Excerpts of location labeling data
_____

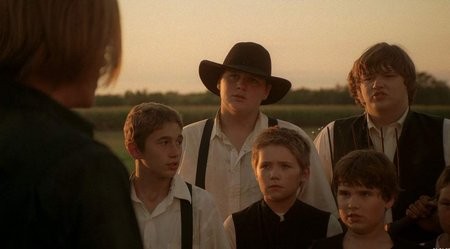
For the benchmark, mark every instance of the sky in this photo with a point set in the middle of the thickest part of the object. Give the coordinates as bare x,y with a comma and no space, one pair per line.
312,43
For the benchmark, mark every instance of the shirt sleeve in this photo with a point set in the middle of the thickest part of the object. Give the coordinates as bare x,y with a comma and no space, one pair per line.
230,231
446,137
95,196
211,233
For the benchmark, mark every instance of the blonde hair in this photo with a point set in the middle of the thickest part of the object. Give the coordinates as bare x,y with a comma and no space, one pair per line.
144,119
287,138
59,40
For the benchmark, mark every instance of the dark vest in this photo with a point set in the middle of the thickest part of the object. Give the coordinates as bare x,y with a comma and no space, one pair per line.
420,153
258,226
336,242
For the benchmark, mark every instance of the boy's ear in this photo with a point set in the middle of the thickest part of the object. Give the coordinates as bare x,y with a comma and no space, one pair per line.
134,150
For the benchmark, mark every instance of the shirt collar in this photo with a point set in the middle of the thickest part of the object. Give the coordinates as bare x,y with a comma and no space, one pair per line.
178,189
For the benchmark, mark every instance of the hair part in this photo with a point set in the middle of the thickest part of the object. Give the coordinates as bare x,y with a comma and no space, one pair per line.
367,168
60,41
144,119
287,138
381,58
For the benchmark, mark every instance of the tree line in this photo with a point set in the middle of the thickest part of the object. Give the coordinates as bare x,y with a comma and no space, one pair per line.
431,91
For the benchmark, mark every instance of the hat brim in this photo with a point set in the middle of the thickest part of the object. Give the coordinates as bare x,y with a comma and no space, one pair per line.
210,73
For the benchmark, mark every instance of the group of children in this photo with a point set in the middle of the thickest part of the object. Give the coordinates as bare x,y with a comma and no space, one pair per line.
286,211
364,182
239,180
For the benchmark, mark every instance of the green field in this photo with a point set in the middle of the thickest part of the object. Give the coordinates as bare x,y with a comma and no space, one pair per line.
109,120
114,139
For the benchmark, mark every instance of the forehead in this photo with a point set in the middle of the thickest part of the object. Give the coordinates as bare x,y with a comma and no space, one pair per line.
168,129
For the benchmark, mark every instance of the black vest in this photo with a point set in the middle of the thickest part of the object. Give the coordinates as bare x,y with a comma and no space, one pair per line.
258,226
420,153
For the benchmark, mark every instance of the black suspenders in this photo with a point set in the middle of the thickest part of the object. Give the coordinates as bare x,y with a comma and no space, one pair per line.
186,221
204,150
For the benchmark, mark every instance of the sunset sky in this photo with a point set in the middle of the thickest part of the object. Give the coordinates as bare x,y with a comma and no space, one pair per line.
313,43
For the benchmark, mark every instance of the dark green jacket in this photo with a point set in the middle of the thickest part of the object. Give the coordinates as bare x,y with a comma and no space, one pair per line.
58,187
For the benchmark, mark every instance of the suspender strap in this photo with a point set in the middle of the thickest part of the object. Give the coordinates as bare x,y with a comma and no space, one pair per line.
186,221
203,154
272,121
204,150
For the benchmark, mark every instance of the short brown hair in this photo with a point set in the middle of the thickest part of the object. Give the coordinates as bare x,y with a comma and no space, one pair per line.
381,58
59,40
287,138
443,180
144,119
367,168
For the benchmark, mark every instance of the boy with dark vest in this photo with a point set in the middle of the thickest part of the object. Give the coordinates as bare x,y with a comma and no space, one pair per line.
365,184
280,160
170,212
217,151
383,82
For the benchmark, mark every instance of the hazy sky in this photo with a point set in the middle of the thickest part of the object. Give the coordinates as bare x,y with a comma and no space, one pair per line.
313,43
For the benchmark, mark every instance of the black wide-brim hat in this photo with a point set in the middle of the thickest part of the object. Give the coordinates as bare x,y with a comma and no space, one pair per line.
250,58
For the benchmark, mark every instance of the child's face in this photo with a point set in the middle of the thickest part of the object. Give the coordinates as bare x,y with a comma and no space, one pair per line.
383,91
161,156
242,92
279,174
361,209
444,209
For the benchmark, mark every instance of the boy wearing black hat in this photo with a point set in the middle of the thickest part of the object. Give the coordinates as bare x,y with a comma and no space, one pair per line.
217,152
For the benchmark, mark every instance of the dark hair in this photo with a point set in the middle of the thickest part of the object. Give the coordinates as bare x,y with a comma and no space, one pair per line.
380,58
288,138
367,168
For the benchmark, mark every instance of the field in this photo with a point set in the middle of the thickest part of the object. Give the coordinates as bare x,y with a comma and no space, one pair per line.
109,120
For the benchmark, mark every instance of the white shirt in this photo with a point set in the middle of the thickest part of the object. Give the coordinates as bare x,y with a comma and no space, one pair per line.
390,144
161,228
384,140
334,227
229,174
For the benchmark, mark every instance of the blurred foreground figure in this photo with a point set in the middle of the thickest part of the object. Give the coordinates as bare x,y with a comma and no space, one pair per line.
58,187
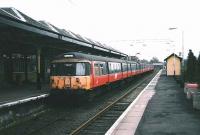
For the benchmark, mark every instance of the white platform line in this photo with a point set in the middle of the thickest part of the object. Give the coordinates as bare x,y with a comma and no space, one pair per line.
113,127
23,100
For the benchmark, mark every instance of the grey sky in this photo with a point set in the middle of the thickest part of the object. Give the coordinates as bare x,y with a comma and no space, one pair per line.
143,24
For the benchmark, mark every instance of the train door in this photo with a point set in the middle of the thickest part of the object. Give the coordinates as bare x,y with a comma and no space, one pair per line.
100,74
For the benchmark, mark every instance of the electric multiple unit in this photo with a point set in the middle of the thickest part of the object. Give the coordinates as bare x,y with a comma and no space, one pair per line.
77,71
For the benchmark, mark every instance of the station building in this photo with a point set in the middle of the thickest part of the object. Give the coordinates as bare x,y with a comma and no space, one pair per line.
27,47
173,65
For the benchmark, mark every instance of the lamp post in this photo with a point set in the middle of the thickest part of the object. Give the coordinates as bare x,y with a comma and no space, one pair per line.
182,38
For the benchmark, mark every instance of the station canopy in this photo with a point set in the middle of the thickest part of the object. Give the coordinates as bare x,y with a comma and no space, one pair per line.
19,33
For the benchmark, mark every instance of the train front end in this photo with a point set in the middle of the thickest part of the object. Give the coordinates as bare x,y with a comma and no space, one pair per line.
70,74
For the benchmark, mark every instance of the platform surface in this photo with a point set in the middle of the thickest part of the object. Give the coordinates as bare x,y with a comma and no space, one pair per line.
13,94
161,109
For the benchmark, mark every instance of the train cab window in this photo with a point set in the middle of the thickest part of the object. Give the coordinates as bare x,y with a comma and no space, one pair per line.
70,69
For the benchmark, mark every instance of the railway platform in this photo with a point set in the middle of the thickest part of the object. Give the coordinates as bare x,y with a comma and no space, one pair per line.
15,95
160,109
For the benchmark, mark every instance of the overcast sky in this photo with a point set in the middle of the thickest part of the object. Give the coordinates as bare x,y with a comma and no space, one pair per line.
131,26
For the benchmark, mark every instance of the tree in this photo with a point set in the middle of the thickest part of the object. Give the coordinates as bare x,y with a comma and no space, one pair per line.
154,60
191,67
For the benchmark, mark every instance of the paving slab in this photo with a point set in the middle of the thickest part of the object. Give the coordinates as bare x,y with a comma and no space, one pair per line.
13,94
168,112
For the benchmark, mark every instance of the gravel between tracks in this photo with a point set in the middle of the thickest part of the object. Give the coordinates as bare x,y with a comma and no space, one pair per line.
65,117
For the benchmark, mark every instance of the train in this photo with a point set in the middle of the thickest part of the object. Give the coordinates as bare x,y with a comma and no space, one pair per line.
75,71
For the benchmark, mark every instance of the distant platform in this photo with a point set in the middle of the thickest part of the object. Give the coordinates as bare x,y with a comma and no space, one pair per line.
16,95
160,109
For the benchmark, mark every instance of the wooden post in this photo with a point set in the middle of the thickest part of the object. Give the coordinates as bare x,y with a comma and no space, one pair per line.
39,68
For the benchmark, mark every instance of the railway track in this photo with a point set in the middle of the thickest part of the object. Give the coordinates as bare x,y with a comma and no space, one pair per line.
103,120
80,119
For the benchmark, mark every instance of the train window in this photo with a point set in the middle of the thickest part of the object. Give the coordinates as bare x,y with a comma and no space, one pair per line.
124,67
100,68
114,67
80,69
129,67
133,66
70,69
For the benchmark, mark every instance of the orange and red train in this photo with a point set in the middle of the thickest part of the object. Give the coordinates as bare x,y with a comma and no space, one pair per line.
77,71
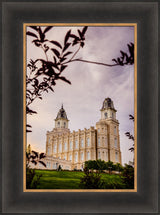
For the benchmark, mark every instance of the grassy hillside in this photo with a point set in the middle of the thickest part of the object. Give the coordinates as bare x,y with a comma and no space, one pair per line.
70,180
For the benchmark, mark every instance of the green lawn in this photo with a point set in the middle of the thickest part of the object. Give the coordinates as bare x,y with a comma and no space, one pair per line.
70,180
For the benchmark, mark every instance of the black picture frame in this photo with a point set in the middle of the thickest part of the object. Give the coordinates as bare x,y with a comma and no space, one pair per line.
14,14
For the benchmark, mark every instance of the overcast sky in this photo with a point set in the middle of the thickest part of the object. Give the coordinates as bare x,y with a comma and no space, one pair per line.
91,84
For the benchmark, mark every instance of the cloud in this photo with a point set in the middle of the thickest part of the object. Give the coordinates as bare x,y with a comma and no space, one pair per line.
91,84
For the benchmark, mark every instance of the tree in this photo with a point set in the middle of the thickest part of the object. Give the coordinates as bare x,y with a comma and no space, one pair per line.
43,74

_____

WHAT IS REQUIRED -
Starting at the line that contains "For the benchmark, mark every instance of the black picture", quote each remaining line of the entries above, unchanged.

ANSWER TO THE TASK -
For the benchmark, mark every instance of the black picture frame in this photo with a point set in the middle of the thickest part of the object. Give the coordinates as bare x,y with a comma and no space, one pair per line.
14,14
For the benchmark, mark every instance of the overcast sky in this photo with a point set in the middle of the thickest part of the object. Give the coordinates as bare x,y with a comma and no space, one pair per line.
91,84
For the benchmark, mark every instance of the cloud in this photo with a point set in the middle of the thickest part of the object. Give the coordinates as bare x,y with a comma and no space, one pair per line.
91,84
For the benchmark, mark every instance of the tree in this photo with a point set in the middle of the thickest part of the object. Give the coordinates as bare x,y with a comma and no space, one pair per line.
43,74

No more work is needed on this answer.